Objective
Pick out each line in the records below that contains the string "range" and copy those lines. Letter case counts.

Supplied data
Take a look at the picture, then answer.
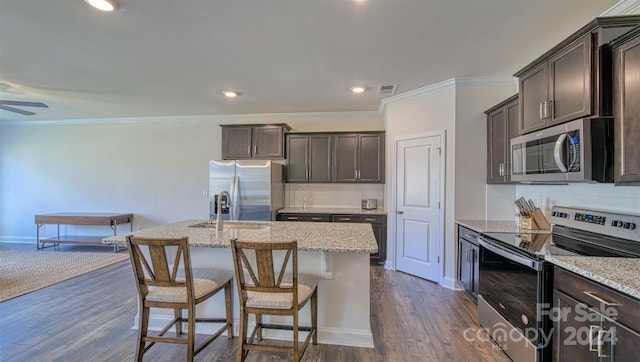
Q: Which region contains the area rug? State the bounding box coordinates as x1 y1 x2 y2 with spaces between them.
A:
0 250 129 302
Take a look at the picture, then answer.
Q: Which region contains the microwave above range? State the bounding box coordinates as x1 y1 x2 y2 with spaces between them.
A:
510 118 614 183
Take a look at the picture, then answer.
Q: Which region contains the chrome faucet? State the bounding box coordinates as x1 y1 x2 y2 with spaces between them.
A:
216 190 233 231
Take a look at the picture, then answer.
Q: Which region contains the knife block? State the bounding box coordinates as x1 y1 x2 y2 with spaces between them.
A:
520 209 551 230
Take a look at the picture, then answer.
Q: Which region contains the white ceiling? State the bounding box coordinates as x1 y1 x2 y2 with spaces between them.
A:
0 0 632 123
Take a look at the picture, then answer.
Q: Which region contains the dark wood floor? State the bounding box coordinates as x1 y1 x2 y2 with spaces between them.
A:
0 243 508 362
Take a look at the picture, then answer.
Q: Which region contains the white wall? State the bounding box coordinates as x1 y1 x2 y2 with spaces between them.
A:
384 78 516 287
490 184 640 220
285 183 384 209
0 112 383 241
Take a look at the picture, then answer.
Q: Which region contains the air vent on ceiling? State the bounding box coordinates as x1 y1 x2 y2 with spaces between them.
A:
378 84 398 95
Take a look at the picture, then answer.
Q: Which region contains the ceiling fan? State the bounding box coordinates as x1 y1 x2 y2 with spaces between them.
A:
0 99 49 116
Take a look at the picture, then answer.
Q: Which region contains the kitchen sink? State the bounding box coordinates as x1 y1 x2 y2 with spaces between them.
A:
189 221 271 230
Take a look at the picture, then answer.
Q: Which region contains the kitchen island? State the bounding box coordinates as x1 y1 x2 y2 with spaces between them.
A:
103 220 377 348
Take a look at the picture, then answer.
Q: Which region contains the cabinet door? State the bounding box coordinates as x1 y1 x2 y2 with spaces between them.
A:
458 238 473 293
614 37 640 184
518 63 549 134
287 134 309 182
307 135 332 182
358 134 384 183
548 33 593 125
601 319 640 362
370 224 387 264
553 290 602 362
487 108 507 184
333 134 358 182
222 126 253 160
251 126 284 159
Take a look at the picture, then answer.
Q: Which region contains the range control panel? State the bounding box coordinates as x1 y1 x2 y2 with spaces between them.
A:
550 206 640 242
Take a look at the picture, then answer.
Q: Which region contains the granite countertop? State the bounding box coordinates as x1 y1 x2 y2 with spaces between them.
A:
545 255 640 299
278 207 387 215
102 220 378 254
456 220 551 234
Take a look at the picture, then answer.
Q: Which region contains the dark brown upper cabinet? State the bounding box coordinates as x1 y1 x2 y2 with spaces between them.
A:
485 94 520 184
612 27 640 185
220 123 291 160
286 133 333 183
333 132 385 183
515 15 640 134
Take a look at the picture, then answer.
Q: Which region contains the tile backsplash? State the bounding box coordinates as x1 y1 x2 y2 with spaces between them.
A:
487 184 640 220
285 183 384 208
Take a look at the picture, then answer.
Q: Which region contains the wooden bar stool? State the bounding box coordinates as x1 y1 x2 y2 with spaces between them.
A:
231 239 318 361
127 236 233 361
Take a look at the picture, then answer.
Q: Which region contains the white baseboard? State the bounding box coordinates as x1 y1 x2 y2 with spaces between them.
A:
440 277 460 290
136 315 374 348
0 236 36 246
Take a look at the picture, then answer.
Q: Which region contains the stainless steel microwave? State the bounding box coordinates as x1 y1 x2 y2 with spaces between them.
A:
510 118 613 183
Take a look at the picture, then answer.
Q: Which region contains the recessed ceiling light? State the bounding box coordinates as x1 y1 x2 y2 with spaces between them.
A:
84 0 118 11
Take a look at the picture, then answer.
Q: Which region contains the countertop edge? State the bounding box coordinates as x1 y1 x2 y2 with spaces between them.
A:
278 207 387 215
456 219 551 234
545 256 640 300
102 220 378 254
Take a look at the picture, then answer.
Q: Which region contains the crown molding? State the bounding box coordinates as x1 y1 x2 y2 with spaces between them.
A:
602 0 640 16
0 111 380 127
378 77 518 114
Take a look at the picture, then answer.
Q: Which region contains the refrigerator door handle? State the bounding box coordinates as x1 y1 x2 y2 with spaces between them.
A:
231 176 240 220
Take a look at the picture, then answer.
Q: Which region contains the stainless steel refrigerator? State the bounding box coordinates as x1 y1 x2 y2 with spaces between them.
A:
209 160 284 221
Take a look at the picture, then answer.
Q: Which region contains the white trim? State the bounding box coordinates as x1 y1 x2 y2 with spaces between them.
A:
601 0 640 16
378 77 517 114
0 236 36 246
455 77 517 87
139 314 375 348
378 78 455 114
440 277 463 290
385 130 444 285
0 111 380 126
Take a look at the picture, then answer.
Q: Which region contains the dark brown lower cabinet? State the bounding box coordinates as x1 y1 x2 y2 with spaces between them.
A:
550 267 640 362
458 225 479 302
277 213 387 264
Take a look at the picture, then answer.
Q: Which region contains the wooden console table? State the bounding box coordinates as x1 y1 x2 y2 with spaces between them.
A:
35 212 133 251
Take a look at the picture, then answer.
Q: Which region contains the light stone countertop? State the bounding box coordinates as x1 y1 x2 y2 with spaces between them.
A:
545 255 640 299
278 207 387 215
456 220 551 234
102 220 378 254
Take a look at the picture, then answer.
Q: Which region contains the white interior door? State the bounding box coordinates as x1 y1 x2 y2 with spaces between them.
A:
396 135 442 282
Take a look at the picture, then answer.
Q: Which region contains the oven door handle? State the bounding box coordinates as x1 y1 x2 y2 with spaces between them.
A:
478 237 542 271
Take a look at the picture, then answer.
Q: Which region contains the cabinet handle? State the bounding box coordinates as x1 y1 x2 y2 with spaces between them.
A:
589 325 600 352
539 102 544 120
582 291 620 306
596 329 609 357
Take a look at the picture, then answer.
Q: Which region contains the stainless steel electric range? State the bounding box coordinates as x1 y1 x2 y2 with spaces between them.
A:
478 206 640 362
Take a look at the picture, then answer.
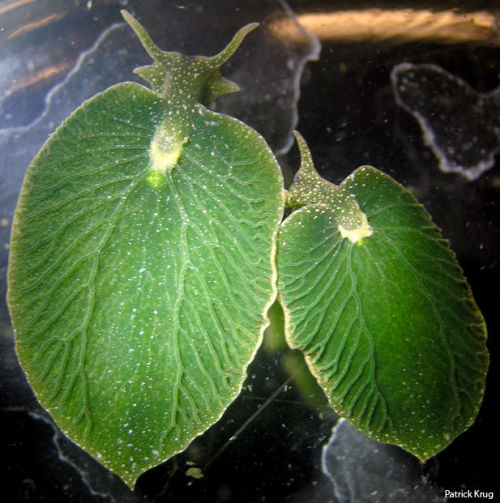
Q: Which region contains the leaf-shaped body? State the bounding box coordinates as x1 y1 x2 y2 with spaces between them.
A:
278 167 488 460
9 83 283 486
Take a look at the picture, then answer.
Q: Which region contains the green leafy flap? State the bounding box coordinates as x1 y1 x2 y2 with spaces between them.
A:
8 14 284 486
278 133 488 460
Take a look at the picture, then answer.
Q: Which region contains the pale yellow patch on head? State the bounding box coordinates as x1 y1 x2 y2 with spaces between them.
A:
338 212 373 243
149 123 187 173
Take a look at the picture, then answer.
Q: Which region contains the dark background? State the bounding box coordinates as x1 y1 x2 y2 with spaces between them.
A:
0 0 500 502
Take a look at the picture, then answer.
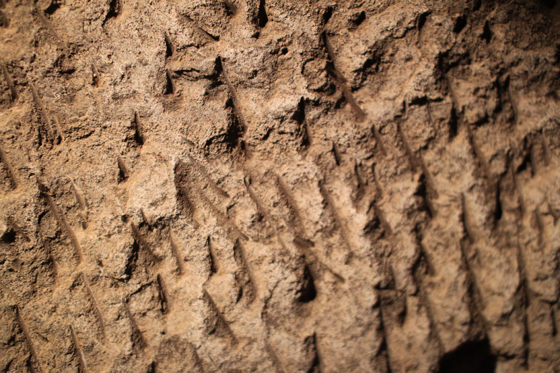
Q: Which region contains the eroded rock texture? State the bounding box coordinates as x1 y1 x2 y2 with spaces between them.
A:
0 0 560 373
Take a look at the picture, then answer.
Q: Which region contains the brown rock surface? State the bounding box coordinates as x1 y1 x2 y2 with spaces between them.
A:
0 0 560 373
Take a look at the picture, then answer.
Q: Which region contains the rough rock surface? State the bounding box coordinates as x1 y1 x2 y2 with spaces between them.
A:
0 0 560 373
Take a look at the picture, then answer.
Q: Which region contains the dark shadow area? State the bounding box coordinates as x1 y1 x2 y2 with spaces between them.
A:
438 339 496 373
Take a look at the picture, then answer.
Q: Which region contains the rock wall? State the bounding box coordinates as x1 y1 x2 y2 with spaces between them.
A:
0 0 560 373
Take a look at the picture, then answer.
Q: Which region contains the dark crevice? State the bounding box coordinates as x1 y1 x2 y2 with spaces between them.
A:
298 266 317 303
350 11 366 29
448 105 459 140
453 16 467 34
124 240 140 278
494 182 503 225
0 229 17 244
45 0 61 15
103 0 121 25
257 0 268 28
438 339 497 373
418 13 428 31
480 21 492 44
224 1 237 17
323 6 334 25
473 0 482 12
163 70 175 95
164 32 174 58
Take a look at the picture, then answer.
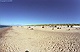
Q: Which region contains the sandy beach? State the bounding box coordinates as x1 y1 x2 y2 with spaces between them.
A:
0 26 80 52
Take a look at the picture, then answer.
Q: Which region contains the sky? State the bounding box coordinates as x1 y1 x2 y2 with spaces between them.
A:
0 0 80 25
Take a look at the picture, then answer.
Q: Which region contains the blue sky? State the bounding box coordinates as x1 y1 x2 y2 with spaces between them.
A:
0 0 80 25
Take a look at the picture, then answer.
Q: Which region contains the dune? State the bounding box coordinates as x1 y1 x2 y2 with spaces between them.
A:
0 26 80 52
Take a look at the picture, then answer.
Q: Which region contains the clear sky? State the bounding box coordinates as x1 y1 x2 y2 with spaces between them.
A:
0 0 80 25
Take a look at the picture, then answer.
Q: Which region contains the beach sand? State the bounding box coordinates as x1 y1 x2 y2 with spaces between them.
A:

Result of this task
Q: Which region contains the microwave above range? State the bounding box coordinates as x1 y1 x2 y2 with spaces between them.
Q: Which region contains the range control panel? State the bounding box coordinates as x1 y1 x2 y2 with spaces between them.
Q: Which region contains the stainless steel electric range? State the bounding box coordinates as x1 y1 x2 y2 with spaces between them.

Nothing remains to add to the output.